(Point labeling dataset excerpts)
+---+

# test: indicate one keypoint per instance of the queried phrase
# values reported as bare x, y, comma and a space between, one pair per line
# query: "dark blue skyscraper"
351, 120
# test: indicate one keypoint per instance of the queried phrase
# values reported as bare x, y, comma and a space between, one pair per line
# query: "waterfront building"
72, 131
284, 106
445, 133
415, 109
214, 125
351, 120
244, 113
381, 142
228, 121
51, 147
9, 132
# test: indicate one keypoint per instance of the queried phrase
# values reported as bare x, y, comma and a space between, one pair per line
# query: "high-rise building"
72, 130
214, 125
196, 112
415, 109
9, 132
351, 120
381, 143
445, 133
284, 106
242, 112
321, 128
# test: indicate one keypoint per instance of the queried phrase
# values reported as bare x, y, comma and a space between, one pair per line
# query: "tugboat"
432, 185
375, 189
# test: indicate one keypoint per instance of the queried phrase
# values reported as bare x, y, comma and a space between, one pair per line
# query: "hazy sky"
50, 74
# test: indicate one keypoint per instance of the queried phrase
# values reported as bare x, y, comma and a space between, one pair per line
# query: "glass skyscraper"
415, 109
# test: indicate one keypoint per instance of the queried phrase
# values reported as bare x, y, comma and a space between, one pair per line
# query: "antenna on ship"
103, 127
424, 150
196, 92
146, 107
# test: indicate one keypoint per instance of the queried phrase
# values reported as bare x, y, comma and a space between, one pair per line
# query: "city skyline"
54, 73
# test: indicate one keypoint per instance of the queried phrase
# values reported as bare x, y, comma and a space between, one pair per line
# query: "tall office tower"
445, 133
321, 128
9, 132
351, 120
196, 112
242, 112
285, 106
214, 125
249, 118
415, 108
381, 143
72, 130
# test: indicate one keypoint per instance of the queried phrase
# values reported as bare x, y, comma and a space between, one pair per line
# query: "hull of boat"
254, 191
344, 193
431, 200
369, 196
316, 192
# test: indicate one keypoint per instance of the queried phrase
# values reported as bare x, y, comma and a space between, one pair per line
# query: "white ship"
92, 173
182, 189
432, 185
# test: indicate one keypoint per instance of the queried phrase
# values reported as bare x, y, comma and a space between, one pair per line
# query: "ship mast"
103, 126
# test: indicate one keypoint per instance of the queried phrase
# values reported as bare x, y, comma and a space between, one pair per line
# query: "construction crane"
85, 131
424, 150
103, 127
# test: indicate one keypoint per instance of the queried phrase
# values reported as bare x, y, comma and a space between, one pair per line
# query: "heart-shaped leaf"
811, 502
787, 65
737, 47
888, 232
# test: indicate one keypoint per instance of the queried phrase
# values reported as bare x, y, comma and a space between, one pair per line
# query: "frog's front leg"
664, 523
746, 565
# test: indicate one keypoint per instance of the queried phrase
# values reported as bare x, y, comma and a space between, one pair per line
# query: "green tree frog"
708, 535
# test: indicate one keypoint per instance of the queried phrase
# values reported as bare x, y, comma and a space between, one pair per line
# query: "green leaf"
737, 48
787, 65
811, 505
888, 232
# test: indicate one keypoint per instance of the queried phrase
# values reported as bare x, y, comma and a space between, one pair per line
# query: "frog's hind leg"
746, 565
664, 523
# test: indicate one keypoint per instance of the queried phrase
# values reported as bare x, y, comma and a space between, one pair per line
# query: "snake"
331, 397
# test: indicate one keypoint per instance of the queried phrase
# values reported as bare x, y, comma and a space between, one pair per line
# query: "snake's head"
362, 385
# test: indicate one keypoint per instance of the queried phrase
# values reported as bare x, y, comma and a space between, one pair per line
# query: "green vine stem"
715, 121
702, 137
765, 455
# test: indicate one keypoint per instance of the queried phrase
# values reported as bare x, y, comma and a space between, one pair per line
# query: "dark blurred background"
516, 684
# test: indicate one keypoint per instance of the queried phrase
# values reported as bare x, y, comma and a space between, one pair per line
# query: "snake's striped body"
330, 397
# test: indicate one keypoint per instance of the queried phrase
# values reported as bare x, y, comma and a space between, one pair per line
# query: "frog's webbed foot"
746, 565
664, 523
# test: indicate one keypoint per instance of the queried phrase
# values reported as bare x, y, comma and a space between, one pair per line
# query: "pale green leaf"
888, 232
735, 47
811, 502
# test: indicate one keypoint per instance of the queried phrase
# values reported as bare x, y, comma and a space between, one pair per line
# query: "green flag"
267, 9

+---+

> **Stated problem**
Can you restate every record above word for word?

> **Solution for this exercise**
# test: indicate one keypoint per instance of the queried phrase
# values reported as bare x, y, comma and a space between, one pair per line
# query: "dark blue skyscraper"
351, 120
# test: indicate one keypoint per instance of the queried phrase
# values reported as bare x, y, comma and a space between, one pair per line
# query: "waterfront building"
72, 131
284, 106
445, 133
415, 109
214, 125
351, 120
244, 113
381, 142
228, 121
51, 147
9, 132
# test: indicate one keypoint per instance of the queried phrase
# values reported as bare x, y, comma and a space between, one pair per line
# query: "high-rise building"
72, 130
214, 125
196, 112
415, 109
9, 132
351, 120
381, 143
445, 133
284, 106
242, 112
321, 128
# test: indicate one keypoint per instance of the queried phrase
# values reported as bare x, y, comma and a space between, one pair per line
# query: "tugboat"
432, 185
375, 189
# test: indicate one keypoint per instance of the queried phrase
# values reported as bare x, y, comma and a space between, one pair per line
# query: "hazy sky"
50, 74
# test: indicate one keypoint per instance of the queried phrase
# values reported as bare x, y, comma and a space between, one pair per line
# query: "glass skyscraper"
415, 109
# test: indicate one keypoint per instance of the queried phrase
# values reported as bare x, y, comma and a space between, one pair per line
# query: "antenna on ship"
103, 127
424, 150
196, 92
146, 107
# test: indicate one keypoint per instance of the queried phrase
# values reported as bare x, y, comma and a space between, one pair per line
# query: "city skyline"
54, 73
# test: indicate one keypoint per instance of the queried phrase
# values reported as bare x, y, comma and a space between, one pair per line
# query: "tall office tower"
445, 133
321, 128
9, 132
351, 120
196, 112
242, 112
285, 106
214, 125
249, 118
415, 108
381, 143
72, 130
# test: indicate one keypoint per instance of the queried phrase
# values reported as bare x, y, comma and a space between, one pair per line
# query: "hull of boat"
254, 191
344, 193
431, 200
369, 196
316, 192
# test: indicate one keypoint per instance of the queried phrase
# values reported as bare x, y, comma and a space between, one pair per line
# query: "white ship"
92, 173
182, 189
432, 185
# test: indicate one keypoint per instance of the queried phrase
# values reported as bare x, y, comma and a space between, one pair per line
# query: "ship mast"
103, 126
# test: indicate one keypoint per instance of the queried phrase
# values reported as bare x, y, comma and a space between, one pair per line
# query: "construction crane"
85, 131
424, 150
103, 127
# test: indicate one keypoint per instance of the queried phrase
# values reported as bare x, y, comma and a space between, one pair per line
# query: "heart-shaped leaf"
811, 502
787, 65
737, 47
888, 232
# test: indicate one keypoint per instance of the queried phrase
# values reported as bare x, y, comma and a space between, one pair per line
# query: "frog's front leg"
664, 523
746, 565
# test: indicate one keypoint per instance of the queried phrase
# values reported as bare x, y, comma and a space between, one pair per line
# query: "green tree frog"
708, 535
# test: indicate one keypoint per instance of the queried phrase
# values reported as bare x, y, comma and a space between, one pair per line
# query: "green leaf"
737, 48
787, 65
811, 505
888, 232
# test: indicate one keypoint per instance of the queried phrase
# values reported as bare x, y, comma and a space between, one pair per line
# query: "frog's hind leg"
746, 565
664, 523
# test: indicate one keypoint per instance of the queried phrase
# values reported as bare x, y, comma and a space between, one pair per line
# query: "snake"
331, 397
# test: indicate one keypoint per instance of the queried phrase
# values reported as bare x, y, comma and a space between, one pair per line
# query: "snake's head"
362, 385
# test: indicate one keypoint per instance of the queried phrase
# values reported as bare x, y, comma and a space between, one pair per line
# query: "green vine stem"
715, 121
702, 137
765, 455
# test: indicate one keypoint per instance of the queried phrase
# values reported as bare x, y, comma and a space between, one pair per line
# query: "dark blurred background"
516, 684
# test: indicate one keypoint per instance of the queried phrase
# values reported as bare x, y, comma and a space between, one pair per line
# query: "snake's striped body"
330, 397
# test: indicate one keypoint per instance of the queried phrase
# values reported as bare x, y, comma and a space between, one pair per line
# query: "frog's webbed foot"
746, 565
664, 523
# test: indicate one keypoint per instance of the queried phrase
# values reported as bare x, y, comma and a space between, one pair per line
# query: "pale green leaf"
888, 232
735, 47
811, 502
# test: indicate one keypoint per instance of the queried phrase
# values reported as bare x, y, comma and a space between, one pair per line
# query: "green flag"
267, 9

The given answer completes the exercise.